EXTRACTED TEXT –
Many people are unaware that green technology is insufficient at supplying our needs, nor how many products are petroleum-based, therefore, oil and gas cannot be ‘shut down’ anytime soon. They also do not consider the environmental impacts of shipping fossil fuels across the oceans when it is readily available at home. There is no consideration of how innovation and a mixed petroleum and green energy program, as highlighted by Dr. Vahrenholt in ‘Global Warning’, could be of maximum benefit for Canada and the world.
Alberta Oil and Gas has been on the bleeding edge of discovery using ethical, clean practises. If anyone truly cares about the environment, they should be a raving fan of the Alberta Oil Sands and encouraging further development. Instead, we have a situation where foreign interests, who financially benefit from shutting down Canada’s abundant and responsible resource industries, have convinced the masses (including our federal government), that this attack is all about the environment – which it is demonstrably not.
The places where the eastern provinces currently obtain some of their oil are well known for human rights violations and are not held to the same environmental impact standards we hold ourselves to in Canada. Again, if you want clean, ethical oil with the added benefit of energy independence within Canada – look no further than your own backyard.

EXERCISE SET –
A - According to the Alberta oil text, what are the places that supply some of the eastern provinces' oil known for?
B - In the Alberta oil text, why does the writer say oil and gas cannot be "shut down" anytime soon?
C - Carry on the Alberta oil text from where it stops.

Items from a dataset:

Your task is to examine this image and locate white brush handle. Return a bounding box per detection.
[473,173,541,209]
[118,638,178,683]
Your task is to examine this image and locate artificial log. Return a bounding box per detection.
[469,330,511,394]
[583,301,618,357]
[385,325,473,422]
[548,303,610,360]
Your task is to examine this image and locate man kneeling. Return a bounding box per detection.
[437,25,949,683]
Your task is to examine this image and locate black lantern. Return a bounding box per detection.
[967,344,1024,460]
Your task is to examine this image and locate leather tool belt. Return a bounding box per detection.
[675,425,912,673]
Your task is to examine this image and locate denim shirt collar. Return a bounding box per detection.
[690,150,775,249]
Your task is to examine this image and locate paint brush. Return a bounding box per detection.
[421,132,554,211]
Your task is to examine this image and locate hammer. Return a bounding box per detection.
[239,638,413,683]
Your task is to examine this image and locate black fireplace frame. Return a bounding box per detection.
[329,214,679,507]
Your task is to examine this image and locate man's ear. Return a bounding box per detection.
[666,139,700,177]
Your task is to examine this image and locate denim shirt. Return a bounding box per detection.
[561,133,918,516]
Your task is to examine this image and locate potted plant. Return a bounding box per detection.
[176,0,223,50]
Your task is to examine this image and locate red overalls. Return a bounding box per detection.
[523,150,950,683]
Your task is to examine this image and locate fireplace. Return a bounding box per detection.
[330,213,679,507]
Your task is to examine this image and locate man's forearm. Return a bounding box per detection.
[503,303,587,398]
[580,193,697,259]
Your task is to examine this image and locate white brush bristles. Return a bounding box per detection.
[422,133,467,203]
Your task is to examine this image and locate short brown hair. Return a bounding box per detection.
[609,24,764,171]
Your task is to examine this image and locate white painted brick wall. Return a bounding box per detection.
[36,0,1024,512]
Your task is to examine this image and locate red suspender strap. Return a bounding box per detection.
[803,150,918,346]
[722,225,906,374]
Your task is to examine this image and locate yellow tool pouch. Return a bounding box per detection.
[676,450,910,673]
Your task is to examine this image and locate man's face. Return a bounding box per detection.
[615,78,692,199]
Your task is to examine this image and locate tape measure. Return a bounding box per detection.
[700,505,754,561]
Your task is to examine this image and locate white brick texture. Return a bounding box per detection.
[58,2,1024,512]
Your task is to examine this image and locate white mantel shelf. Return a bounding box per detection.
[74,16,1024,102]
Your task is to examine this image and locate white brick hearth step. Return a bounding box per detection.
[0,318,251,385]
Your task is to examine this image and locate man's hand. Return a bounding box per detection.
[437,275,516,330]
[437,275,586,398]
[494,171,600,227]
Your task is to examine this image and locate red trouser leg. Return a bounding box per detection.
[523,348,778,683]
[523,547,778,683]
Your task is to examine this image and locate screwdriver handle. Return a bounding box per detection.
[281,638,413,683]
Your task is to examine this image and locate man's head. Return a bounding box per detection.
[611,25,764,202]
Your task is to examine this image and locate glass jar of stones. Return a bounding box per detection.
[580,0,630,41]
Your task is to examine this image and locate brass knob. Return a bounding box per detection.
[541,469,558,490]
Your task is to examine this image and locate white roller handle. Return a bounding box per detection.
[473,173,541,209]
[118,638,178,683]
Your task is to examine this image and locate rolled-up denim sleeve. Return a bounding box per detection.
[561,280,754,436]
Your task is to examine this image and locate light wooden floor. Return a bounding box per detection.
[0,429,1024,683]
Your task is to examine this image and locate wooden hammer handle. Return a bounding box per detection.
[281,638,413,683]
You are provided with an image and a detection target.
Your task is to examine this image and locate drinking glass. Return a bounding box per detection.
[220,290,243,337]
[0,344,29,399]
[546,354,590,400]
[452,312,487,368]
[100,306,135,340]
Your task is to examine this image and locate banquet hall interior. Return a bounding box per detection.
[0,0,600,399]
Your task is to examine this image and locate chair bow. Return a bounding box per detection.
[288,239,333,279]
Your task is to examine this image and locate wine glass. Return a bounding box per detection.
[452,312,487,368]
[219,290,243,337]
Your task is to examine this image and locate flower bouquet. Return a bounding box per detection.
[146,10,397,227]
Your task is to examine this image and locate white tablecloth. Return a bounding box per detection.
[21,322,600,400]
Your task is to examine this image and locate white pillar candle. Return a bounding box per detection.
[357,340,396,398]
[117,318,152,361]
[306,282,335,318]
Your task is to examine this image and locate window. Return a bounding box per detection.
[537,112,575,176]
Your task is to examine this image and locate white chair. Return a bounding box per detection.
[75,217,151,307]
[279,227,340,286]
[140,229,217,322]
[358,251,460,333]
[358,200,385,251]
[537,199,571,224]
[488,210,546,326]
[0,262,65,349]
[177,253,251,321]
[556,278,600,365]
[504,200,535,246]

--

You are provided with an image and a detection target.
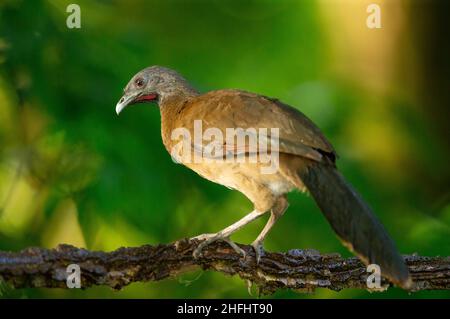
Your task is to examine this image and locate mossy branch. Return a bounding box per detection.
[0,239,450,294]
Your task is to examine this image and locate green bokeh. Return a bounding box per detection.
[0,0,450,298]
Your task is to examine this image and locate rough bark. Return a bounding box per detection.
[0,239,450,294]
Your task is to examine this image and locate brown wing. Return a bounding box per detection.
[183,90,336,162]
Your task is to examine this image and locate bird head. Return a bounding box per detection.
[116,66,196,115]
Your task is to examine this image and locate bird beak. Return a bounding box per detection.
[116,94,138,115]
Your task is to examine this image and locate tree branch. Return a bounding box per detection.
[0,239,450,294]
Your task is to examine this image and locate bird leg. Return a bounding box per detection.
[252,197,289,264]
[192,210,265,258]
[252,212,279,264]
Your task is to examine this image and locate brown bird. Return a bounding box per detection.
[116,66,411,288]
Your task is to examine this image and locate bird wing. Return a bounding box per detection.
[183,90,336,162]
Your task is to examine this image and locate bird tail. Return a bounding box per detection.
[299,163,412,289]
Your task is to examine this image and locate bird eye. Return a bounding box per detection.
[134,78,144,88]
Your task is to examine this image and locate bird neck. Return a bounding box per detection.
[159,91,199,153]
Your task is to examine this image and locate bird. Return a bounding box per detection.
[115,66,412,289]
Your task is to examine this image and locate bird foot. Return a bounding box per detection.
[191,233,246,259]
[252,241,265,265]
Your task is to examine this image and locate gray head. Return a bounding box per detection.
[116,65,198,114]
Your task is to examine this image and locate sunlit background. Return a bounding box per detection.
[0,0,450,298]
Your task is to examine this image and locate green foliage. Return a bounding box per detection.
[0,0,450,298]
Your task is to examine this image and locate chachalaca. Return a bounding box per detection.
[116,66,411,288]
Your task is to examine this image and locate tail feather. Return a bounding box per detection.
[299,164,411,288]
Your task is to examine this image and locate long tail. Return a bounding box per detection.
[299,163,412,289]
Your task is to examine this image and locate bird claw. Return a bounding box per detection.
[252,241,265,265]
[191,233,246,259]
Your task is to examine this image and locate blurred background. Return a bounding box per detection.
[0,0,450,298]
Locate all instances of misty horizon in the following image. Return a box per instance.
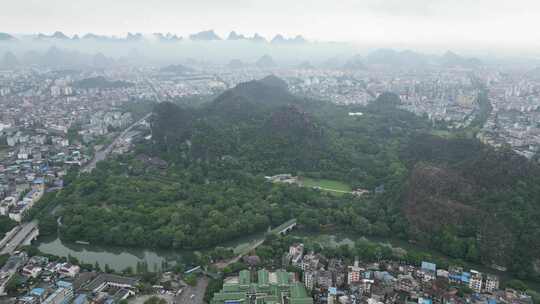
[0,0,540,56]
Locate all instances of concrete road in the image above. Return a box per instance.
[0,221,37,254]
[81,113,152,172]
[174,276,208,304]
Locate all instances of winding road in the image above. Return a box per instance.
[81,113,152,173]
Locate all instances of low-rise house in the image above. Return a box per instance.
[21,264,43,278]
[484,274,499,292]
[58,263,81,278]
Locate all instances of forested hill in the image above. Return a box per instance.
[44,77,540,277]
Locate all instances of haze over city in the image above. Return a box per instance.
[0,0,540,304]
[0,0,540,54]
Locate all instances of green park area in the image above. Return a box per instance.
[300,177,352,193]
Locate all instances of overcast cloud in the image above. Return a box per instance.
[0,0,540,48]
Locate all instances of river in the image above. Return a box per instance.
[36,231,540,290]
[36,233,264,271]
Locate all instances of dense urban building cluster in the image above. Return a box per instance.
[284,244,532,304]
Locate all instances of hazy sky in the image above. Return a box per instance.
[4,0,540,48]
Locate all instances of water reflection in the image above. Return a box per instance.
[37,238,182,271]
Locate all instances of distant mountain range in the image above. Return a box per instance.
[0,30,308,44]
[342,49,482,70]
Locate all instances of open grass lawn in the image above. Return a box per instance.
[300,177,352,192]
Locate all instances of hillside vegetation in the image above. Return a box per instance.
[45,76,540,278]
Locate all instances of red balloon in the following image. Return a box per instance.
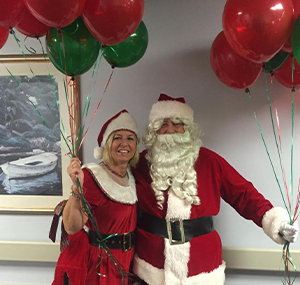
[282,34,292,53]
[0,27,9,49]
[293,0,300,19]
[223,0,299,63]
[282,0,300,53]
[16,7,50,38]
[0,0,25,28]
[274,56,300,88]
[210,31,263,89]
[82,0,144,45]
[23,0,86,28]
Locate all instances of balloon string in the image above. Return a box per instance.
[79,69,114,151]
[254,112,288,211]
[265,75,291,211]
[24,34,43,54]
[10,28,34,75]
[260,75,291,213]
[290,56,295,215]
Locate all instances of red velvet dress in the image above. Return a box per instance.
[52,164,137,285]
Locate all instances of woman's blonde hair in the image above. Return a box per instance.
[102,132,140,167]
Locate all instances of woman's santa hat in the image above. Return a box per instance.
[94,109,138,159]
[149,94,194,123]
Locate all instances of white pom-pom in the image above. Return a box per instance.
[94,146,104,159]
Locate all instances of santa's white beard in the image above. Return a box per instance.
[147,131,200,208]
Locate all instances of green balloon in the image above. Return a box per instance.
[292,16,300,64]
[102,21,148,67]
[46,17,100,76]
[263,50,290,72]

ANSWERS TO THE TASKS –
A - They are known for human rights violations and are not held to the same environmental impact standards as Canada.

B - The writer says green technology is not enough to supply our needs and that many products are petroleum-based. Because of this, oil and gas are still needed.

C -
In addition, many Aboriginal Reserves are pro-pipeline but ignored by pundits who buy into the feeding frenzy. Activists with foreign and domestic funds actively seek to divide us through lies, suspicion, hate and sometimes violence. Vivian Krause’s documentary “Over A Barrel” shows how devastating this process is to the Aboriginal community and to the rest of the country.
Recently, a UN committee declared that several energy projects in Canada must be stopped immediately because they are detrimental to Aboriginals. They claimed they did not know that many of these same groups fully support these projects. It must be pointed out that wealth creates independence and a position of power for the Aboriginal people. When these communities take the initiative to alleviate poverty, foster self-sufficiency, and give their youth hope for the future, their efforts are often thwarted by a federal and now international governing body that would rather maintain a paternalistic control over them. This is a mockery of reconciliation and equality within Canada.
A New National Energy Plan
If Covid and the Ukraine/Russia conflict have taught us anything, it is that being self-sufficient is vital in our complex world. With the world’s 3rd largest oil reserves, abundant natural gas and hydro power, Canada has the capacity to be energy self-sufficient. As Wildrose Independence Party of Alberta (WIPA) leader Paul Hinman explains regarding his mandate to ensure Alberta self-sufficiency, not just with energy but with food security, pharmaceutical and medical supplies and manufacturing, wouldn’t it be best “to not be subject to the winds of international crisis or market fluctuations”? Wouldn’t the same apply to Canada as a whole?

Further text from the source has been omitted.